◆ EXTRACTED INFORMATION
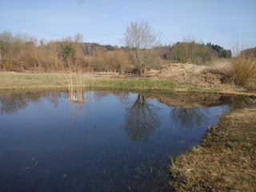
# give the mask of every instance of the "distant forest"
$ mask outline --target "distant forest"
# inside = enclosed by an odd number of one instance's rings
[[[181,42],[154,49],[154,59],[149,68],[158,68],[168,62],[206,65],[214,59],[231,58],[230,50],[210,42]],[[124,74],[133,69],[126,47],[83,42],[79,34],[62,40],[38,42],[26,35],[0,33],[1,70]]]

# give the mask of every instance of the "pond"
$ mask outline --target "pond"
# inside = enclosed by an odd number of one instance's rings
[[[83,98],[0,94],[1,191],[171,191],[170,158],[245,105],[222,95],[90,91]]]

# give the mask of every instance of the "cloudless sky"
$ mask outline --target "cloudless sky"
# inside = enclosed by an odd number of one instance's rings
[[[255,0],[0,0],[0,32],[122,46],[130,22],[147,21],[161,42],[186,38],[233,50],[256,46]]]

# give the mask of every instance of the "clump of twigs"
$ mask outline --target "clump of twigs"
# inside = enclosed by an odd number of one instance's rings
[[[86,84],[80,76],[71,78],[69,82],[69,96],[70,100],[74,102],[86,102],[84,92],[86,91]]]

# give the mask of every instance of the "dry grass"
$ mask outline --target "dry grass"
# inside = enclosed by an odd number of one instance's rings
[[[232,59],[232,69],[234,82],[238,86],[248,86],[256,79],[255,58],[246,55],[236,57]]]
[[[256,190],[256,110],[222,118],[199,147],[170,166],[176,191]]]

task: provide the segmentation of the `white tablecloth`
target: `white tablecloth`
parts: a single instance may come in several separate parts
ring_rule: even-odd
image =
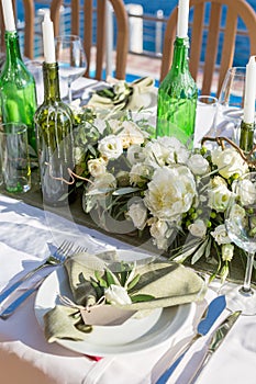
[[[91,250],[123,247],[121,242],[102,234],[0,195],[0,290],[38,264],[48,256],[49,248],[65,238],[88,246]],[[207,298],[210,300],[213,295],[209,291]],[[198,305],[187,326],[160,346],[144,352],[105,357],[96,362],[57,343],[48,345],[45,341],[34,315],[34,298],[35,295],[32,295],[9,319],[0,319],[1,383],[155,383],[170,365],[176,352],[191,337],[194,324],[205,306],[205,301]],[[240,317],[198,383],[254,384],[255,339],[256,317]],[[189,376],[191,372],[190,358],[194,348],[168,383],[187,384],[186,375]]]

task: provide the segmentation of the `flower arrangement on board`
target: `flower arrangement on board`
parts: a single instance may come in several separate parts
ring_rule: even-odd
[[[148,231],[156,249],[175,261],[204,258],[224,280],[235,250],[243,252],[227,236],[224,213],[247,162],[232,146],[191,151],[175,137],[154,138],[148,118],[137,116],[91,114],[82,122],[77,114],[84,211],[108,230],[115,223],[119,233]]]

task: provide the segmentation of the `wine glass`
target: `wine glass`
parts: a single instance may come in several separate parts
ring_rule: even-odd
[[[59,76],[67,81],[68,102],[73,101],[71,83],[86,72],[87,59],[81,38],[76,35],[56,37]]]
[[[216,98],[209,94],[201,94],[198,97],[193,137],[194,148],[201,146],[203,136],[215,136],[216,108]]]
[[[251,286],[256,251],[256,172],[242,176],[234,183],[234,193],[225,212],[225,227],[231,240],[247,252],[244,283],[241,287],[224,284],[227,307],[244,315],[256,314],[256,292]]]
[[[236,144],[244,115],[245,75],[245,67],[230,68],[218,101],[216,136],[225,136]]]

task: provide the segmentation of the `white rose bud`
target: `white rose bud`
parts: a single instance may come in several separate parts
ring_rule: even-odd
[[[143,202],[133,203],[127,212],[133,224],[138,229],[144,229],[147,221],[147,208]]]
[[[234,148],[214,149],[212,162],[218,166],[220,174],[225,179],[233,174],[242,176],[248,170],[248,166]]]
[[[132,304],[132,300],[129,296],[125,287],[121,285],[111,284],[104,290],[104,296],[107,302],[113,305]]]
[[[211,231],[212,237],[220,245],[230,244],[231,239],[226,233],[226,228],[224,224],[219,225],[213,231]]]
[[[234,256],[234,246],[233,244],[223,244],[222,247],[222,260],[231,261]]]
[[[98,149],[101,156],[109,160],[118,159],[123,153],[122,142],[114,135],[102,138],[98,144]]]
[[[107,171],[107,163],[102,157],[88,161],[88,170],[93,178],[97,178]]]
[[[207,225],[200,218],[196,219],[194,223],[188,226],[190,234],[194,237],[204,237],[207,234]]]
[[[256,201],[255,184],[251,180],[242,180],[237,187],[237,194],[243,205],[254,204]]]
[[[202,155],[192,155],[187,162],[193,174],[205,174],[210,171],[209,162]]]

◆ EXERCISE
Reproduce every entry exactly, but omit each picture.

◆ TASK RESULT
# give the mask of every instance of the "distant forest"
$ mask outline --target "distant forest"
# inside = enclosed by an odd number of one instance's rings
[[[181,42],[154,49],[154,59],[149,68],[158,68],[168,62],[206,65],[214,59],[231,58],[230,50],[210,42]],[[124,74],[133,69],[126,47],[83,42],[79,34],[62,40],[38,42],[26,35],[0,33],[1,70]]]

# give the mask of every instance of the "pond"
$ mask outline --target "pond"
# inside = enclosed by an odd number of one instance's rings
[[[83,98],[0,94],[1,191],[171,191],[170,158],[245,105],[222,95],[90,91]]]

# give the mask of every instance of the "cloudless sky"
$ mask outline --target "cloudless sky"
# inside = enclosed by an odd number of one instance's rings
[[[255,0],[0,0],[0,32],[122,46],[130,22],[147,21],[161,42],[186,38],[233,50],[256,46]]]

# give the mask of every instance of the "clump of twigs"
$ mask outline --target "clump of twigs"
# inside = enclosed by an odd number of one instance's rings
[[[86,84],[80,76],[71,78],[69,82],[69,96],[70,100],[74,102],[86,102],[84,92],[86,91]]]

# give the mask of every instance of the "dry grass"
$ mask outline --target "dry grass"
# inside = enclosed by an odd number of one instance's rings
[[[232,59],[232,69],[234,82],[238,86],[248,86],[256,79],[255,58],[246,55],[236,57]]]
[[[256,190],[256,110],[222,118],[199,147],[170,166],[176,191]]]

task: provide the segmentation of the `white tablecloth`
target: `white tablecloth`
parts: a single instance may come in several separate parts
ring_rule: even-odd
image =
[[[91,250],[123,247],[121,242],[102,234],[0,195],[0,290],[38,264],[48,256],[49,248],[65,238],[88,246]],[[207,298],[210,300],[213,295],[209,291]],[[198,305],[187,326],[160,346],[144,352],[105,357],[96,362],[57,343],[48,345],[45,341],[34,315],[34,298],[35,295],[32,295],[9,319],[0,319],[1,383],[155,383],[170,365],[176,352],[191,337],[194,324],[205,306],[205,301]],[[240,317],[198,383],[254,384],[255,339],[256,317]],[[189,376],[191,372],[190,358],[194,348],[168,383],[187,384],[186,375]]]

task: provide the segmentation of the `flower arrangement on board`
target: `flower arrangement on board`
parts: a single instance may come in several separate parts
ring_rule: even-odd
[[[148,231],[156,249],[175,261],[204,258],[224,280],[235,250],[243,252],[227,236],[224,213],[247,162],[232,146],[191,151],[175,137],[154,138],[148,118],[137,116],[91,114],[82,122],[77,114],[84,211],[108,230],[115,223],[119,233]]]

task: provide the segmentation of the `wine glass`
target: `wine glass`
parts: a single instance may come in several separate parts
ring_rule: even-odd
[[[59,76],[67,81],[68,102],[73,101],[71,83],[86,72],[87,59],[81,38],[76,35],[56,37]]]
[[[216,98],[209,94],[201,94],[198,97],[193,137],[194,148],[201,146],[203,136],[215,136],[216,108]]]
[[[251,286],[256,251],[256,172],[242,176],[234,183],[234,193],[225,212],[225,227],[231,240],[247,252],[244,283],[241,287],[224,284],[227,307],[244,315],[256,314],[256,292]]]
[[[236,144],[244,115],[245,75],[245,67],[230,68],[218,101],[216,136],[225,136]]]

task: provide the segmentation of the `white rose bud`
target: `white rose bud`
parts: a single instance may come in several separate parts
ring_rule: even-odd
[[[143,202],[133,203],[127,212],[133,224],[138,229],[144,229],[147,221],[147,208]]]
[[[234,148],[214,149],[212,162],[218,166],[220,174],[225,179],[233,174],[242,176],[248,170],[248,166]]]
[[[132,304],[132,300],[129,296],[125,287],[121,285],[111,284],[104,290],[104,296],[107,302],[113,305]]]
[[[211,231],[212,237],[220,245],[230,244],[231,239],[226,233],[226,228],[224,224],[219,225],[213,231]]]
[[[234,256],[234,246],[233,244],[223,244],[222,247],[222,260],[231,261]]]
[[[98,149],[101,156],[109,160],[118,159],[123,153],[122,142],[114,135],[102,138],[98,144]]]
[[[107,171],[107,163],[102,157],[88,161],[88,170],[93,178],[97,178]]]
[[[207,225],[200,218],[196,219],[194,223],[188,226],[190,234],[194,237],[204,237],[207,234]]]
[[[256,201],[255,184],[251,180],[242,180],[237,187],[237,194],[243,205],[254,204]]]
[[[202,155],[192,155],[187,162],[193,174],[205,174],[210,171],[209,162]]]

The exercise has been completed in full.